Assigned task 1:
Answer these questions from the article on the QMU exhibition:
(a) What are the dates of Death Awareness Week?
(b) How many photographs make up the touring exhibition?
(c) In what location at QMU will the exhibition be held?
Assigned task 2:
Write the next part of the article on the QMU exhibition, picking up after its last sentence.

QMU & St. Columba's Hospice to tackle ‘death’ in new touring exhibition

By Press Office

Queen Margaret University (QMU), Edinburgh has teamed up with St. Columba's Hospice to help promote community involvement in death, dying and bereavement, as part of Death Awareness Week (9th-15th May 2016).

Throughout of Death Awareness Week, QMU and St. Columba's Hospice will host a special touring exhibition of twelve photographs by the Scottish Partnership for Palliative Care and award-winning Glasgow-based photographer, Colin Gray.

The exhibition will take place in the 1875 food court at QMU and will pose the question that if it takes a village to raise a child, it also takes a village to support someone who is dying and their family.

The exhibition aims to celebrate everyone who has ever cared for someone who has died, including daughters, sons, parents, partners, spouses and siblings, as well as care home staff, nurses, doctors, hospice staff and home care workers.

This exhibition is open to everyone but is particularly relevant to those involved with palliative care and nursing.

QMU hopes the exhibition will help equip its health care professionals of the future with the skills to talk about death dying and bereavement. Joanna Beveridge, Lecturer in Occupational Therapy at QMU, said: “I’m delighted that we’re able to host the ‘It Takes a village’ photo exhibition as part of Death Awareness Week here at QMU, in collaboration with our partners at St Columba’s Hospice.

Records taken from a dataset:
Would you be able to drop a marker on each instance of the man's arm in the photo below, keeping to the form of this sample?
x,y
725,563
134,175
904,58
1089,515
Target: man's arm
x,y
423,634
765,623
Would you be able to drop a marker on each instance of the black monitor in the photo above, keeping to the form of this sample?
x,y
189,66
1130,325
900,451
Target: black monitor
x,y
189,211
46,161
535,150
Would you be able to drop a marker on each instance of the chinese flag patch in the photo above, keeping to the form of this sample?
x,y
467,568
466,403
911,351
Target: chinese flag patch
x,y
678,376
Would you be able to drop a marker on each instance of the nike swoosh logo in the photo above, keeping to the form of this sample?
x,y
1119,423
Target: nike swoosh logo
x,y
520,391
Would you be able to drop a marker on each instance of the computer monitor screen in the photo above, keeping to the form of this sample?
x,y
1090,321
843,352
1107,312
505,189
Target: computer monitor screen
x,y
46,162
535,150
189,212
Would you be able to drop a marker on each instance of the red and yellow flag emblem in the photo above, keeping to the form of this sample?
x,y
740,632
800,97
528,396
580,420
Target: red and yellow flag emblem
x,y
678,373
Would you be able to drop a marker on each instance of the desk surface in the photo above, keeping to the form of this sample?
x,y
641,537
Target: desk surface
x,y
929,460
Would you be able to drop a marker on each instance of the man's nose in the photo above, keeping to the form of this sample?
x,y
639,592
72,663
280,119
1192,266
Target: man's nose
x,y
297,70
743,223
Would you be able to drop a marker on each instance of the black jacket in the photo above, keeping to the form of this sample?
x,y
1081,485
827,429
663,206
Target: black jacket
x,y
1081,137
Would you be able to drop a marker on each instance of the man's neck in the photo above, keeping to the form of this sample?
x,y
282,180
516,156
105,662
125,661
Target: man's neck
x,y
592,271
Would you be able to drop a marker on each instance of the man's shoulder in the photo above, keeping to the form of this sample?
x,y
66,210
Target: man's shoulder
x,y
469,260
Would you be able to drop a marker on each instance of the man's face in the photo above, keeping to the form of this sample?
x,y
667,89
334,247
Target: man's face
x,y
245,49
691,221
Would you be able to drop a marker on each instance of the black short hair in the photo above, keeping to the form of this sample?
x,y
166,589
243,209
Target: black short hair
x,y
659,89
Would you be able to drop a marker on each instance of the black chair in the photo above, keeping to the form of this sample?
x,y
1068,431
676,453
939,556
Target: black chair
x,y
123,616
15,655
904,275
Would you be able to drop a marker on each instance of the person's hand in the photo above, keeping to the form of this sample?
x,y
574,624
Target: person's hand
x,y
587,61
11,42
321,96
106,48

Output 1:
(a) 9th-15th May 2016
(b) Twelve
(c) The 1875 food court

Output 2:
“We offer the broadest range of allied health professional degrees in Scotland at QMU, including nursing, dietetics, occupational therapy, physiotherapy, podiatry, radiography, audiology, art therapy, music therapy, and speech and language therapy. It is therefore important to ensure that our health care professionals of the future are comfortable about talking about death, dying and bereavement within their professional roles, as well as their own lives. This exhibition will hopefully enable some of these topics to be broached and discussed.”

Danuta Orlowska, Lecturer in Palliative Care at St. Columba's Hospice, said: "This exhibition creates a valuable opportunity to encourage people to talk about experiences which ultimately touch us all. Having honest conversations can help to prepare us and those we love for the many emotional and practical dimensions of death, dying and bereavement.

“St. Columba’s Hospice is very pleased to collaborate with our colleagues at Queen Margaret University who are hosting this exhibition. Staff from St. Columba's Hospice will be on hand to meet students, university staff and the public who visit the exhibition and want to find out more about Dying Awareness Week."

For more information about the ‘It Takes a village’ exhibition at QMU, contact Joanna Beveridge, Lecturer in Occupational Therapy at QMU, E: JBeveridge@qmu.ac.uk

Notes to Editor

For further media information contact Jonathan Perkins, Press and PR Officer, E: jperkins@qmu.ac.uk, T: 0131 474 0000 Frances Allan, PR & Communications Manager, St Columba’s Hospice, E: fallan@stcolumbashospice.org.uk, T: 0131 551 7741.

Learn more about the Scottish Partnership for Palliative Care on their website

Find out more about Good Life, Good Death, Good Grief.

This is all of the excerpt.